[Text under study]
★ ★ ★ ★ ★

Weight Control and Mental Disease

I was reading an article this morning about a USA Today newspaper story concerning some famous athletes detailing their histories of mental illness. Some of the big names included the basketball great, Jerry West, the multiple gold medal swimmer Michael Phelps and the Giants receiver Brandon Marshall.

Looking from the outside, the obvious question would be: how/why could incredibly successful people with amazing amounts of wealth, fame and recognition possibly be depressed?

I have written numerous entries about the effects of chemical imbalances on weight control. Many of these involved chemicals that produce cravings, satiation, gratification etc. are brain chemicals. Serotonin is just one of probably an infinite number of chemical messengers that play a role in our mood and behaviors. Serotonin has also clearly identified as a chemical involved in weight control, and once again, many other chemicals probably impact on both mood and appetite/eating regulation.

★ ★ ★ ★ ★

[Problems to work on]
1. In the piece on weight control and mental disease, which team does the text name Brandon Marshall as a receiver for?
2. Reproduce the weight control and mental disease piece word for word, everything from "Weight Control and" down to "receiver Brandon Marshall.".
3. Pick up the piece on weight control and mental disease after its last sentence and keep writing it.

[Excerpted records]
★ ★ ★ ★ ★

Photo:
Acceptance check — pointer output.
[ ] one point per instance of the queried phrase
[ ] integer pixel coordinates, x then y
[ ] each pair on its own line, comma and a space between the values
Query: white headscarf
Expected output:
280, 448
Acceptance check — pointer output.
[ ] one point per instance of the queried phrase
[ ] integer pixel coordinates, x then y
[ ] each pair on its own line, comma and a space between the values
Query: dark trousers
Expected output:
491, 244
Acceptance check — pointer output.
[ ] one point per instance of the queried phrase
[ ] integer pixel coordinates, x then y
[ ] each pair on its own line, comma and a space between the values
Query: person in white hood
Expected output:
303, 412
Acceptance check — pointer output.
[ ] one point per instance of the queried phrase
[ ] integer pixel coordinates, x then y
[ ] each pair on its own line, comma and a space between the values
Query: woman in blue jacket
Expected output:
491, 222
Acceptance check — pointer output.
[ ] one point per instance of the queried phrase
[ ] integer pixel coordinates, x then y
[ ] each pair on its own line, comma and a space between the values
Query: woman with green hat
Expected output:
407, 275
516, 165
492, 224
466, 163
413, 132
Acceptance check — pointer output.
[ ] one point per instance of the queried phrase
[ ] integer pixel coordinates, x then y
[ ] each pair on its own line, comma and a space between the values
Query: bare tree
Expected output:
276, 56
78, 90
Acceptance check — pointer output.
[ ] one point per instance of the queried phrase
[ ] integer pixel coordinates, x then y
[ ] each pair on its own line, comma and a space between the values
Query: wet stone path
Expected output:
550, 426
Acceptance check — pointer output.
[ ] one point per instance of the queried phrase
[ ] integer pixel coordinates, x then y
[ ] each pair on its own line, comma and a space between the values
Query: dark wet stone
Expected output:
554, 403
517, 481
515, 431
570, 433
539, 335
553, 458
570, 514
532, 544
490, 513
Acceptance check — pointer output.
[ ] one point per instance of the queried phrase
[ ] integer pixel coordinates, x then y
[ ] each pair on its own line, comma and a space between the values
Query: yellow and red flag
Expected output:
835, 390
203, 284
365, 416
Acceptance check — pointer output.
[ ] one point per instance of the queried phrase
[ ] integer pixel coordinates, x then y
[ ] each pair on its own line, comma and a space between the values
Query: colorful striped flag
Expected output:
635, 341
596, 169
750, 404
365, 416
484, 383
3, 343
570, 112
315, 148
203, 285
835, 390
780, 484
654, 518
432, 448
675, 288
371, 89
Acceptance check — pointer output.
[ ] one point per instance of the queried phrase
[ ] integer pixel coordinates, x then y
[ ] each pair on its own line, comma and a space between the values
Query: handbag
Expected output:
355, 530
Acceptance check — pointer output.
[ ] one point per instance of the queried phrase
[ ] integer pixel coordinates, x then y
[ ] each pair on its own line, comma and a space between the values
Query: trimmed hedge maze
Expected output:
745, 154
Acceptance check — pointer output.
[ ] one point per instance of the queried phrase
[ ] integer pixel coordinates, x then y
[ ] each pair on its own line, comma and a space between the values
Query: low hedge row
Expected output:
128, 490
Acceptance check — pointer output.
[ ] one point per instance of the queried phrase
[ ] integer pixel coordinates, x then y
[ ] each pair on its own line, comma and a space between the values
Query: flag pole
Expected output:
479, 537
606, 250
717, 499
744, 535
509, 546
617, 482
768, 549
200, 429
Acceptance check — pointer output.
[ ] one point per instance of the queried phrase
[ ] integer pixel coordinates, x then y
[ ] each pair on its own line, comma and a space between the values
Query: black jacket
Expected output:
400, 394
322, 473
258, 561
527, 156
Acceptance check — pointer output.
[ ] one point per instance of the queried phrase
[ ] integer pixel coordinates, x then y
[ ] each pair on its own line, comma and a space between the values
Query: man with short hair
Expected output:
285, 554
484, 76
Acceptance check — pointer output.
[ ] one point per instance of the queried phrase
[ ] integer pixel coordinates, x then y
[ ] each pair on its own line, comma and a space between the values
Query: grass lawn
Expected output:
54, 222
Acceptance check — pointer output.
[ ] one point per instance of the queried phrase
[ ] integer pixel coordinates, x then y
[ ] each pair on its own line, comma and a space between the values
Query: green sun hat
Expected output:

★ ★ ★ ★ ★

[Responses by item number]
1. The Giants.

2.
Weight Control and Mental Disease

I was reading an article this morning about a USA Today newspaper story concerning some famous athletes detailing their histories of mental illness. Some of the big names included the basketball great, Jerry West, the multiple gold medal swimmer Michael Phelps and the Giants receiver Brandon Marshall.

3.
We have all been in situations when our mood affects our eating behaviors. We certainly do not consider one day of a down mood “mental disease” but when there relatively prolonged periods of time when depression/anxiety symptoms dominate our existence, this most certainly may be considered “mental disease”. Unlike experiencing a physical disease, mental disease is frequently “hidden” from others because of the stigma attached to these conditions. Admitting to a mental disease is often self-viewed as a “weakness” of some sort and going to a physician for help is delayed or even not even contemplated because of the stigma.

It is great when well known people “come out of the closet” to disclose medical/mental issues that they previously tried to hide from others. Sharing their experiences hopefully encourages the “average Joe/Josephine” to seek help. This help may also wind up helping weight control.